**Problem:** Collect every line of the items below that contains the string "wooden", treating uppercase and lowercase letters as distinct.

**Material for this task:**
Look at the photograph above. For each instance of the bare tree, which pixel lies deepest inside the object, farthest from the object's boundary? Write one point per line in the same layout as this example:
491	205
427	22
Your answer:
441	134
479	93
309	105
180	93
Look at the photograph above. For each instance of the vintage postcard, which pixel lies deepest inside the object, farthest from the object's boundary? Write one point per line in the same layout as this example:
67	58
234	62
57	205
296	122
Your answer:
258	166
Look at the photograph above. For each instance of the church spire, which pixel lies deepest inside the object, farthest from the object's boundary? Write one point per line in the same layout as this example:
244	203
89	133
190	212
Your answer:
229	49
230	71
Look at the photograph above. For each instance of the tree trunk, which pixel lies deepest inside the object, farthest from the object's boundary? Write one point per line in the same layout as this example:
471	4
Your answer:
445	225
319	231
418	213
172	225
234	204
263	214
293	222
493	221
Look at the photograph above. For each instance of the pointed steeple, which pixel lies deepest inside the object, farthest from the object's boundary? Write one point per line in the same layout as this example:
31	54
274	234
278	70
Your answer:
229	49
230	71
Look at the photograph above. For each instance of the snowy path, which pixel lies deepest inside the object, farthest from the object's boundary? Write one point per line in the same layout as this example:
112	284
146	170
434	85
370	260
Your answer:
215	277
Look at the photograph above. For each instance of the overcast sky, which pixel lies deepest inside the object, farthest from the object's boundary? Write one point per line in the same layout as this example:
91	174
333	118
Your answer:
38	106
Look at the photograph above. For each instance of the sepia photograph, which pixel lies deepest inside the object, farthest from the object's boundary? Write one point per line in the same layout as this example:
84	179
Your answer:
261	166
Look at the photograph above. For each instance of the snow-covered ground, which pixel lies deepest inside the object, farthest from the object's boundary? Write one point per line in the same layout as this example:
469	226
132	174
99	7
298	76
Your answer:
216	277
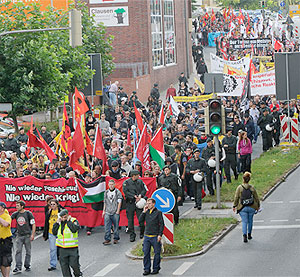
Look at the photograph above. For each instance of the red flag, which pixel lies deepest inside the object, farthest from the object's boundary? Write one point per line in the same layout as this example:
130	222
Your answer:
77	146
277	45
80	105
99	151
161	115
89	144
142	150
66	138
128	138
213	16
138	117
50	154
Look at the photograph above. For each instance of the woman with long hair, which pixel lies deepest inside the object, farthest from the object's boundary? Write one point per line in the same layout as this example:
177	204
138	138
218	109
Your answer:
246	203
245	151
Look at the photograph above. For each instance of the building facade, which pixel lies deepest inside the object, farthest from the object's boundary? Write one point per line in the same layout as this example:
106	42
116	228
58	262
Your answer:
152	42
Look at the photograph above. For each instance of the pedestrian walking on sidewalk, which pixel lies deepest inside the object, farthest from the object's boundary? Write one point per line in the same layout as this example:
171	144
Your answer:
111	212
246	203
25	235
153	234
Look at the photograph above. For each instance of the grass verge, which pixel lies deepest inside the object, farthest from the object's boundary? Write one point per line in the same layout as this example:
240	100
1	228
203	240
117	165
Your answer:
---
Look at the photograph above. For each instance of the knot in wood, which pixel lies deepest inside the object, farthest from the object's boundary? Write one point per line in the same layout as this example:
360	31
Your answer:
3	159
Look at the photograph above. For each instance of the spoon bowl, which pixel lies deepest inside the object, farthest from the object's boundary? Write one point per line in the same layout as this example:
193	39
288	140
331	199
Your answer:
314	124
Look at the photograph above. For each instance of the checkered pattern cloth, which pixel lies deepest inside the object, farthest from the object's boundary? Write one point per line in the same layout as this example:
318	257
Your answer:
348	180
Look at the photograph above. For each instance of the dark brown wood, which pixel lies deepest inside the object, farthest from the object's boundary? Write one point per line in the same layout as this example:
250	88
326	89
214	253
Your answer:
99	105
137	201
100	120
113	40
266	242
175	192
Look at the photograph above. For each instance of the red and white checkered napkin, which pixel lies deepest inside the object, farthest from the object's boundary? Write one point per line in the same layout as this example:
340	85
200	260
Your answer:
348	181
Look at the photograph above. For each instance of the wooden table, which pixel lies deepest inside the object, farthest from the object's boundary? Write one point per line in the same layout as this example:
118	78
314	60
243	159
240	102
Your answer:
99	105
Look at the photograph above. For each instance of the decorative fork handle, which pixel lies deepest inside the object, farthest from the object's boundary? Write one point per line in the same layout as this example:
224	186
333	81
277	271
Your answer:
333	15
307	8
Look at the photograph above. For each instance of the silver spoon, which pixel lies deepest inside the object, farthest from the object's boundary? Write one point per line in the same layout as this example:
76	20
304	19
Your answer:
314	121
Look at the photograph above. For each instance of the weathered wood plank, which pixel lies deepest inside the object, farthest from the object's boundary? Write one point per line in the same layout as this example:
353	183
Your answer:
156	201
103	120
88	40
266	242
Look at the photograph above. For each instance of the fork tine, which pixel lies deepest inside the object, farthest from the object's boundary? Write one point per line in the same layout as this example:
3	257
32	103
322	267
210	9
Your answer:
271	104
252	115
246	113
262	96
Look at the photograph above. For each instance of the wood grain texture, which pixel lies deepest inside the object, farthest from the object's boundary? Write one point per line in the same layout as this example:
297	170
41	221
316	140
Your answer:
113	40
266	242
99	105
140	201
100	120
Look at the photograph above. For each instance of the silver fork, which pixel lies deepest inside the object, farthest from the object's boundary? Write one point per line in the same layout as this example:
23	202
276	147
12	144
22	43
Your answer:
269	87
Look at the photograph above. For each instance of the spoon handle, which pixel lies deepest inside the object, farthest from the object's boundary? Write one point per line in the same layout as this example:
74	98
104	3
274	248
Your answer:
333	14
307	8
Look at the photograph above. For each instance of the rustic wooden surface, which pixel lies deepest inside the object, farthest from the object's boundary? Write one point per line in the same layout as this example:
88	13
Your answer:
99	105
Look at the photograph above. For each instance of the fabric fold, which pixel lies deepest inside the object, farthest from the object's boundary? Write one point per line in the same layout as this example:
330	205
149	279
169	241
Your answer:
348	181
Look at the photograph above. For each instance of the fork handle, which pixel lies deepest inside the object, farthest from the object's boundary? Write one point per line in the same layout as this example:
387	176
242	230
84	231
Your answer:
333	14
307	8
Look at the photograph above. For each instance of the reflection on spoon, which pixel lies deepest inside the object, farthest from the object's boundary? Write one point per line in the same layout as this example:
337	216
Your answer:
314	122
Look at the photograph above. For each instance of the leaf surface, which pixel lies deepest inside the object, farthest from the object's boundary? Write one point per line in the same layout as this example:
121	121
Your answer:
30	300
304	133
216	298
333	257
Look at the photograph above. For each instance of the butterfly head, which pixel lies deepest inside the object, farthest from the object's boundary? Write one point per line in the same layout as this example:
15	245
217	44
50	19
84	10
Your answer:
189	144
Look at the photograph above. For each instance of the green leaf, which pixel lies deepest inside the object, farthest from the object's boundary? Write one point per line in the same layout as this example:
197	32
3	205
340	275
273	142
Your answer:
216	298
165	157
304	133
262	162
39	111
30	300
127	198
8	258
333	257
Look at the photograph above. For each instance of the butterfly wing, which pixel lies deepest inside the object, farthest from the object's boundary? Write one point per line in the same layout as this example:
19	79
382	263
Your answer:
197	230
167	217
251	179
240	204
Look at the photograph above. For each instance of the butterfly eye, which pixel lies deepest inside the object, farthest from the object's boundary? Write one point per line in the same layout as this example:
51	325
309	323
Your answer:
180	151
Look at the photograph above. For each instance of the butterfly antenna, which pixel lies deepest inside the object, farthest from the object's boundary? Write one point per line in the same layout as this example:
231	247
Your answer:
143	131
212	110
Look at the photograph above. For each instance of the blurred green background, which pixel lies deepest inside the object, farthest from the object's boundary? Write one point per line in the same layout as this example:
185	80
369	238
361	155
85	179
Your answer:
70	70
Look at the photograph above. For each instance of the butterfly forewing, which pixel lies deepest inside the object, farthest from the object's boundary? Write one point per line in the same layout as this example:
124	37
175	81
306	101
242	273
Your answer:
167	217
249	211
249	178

**Written answer:**
Look at the photograph above. For each instance of the wooden table, which pixel lies deepest inside the object, farthest from the object's boundary? Write one point per line in the same layout as this example:
Look at the photograph above. For each instance of the rustic wooden surface, which pixel lies deepest inside the object, farthest from the object's boundary? Write one point per line in the same layout as this example:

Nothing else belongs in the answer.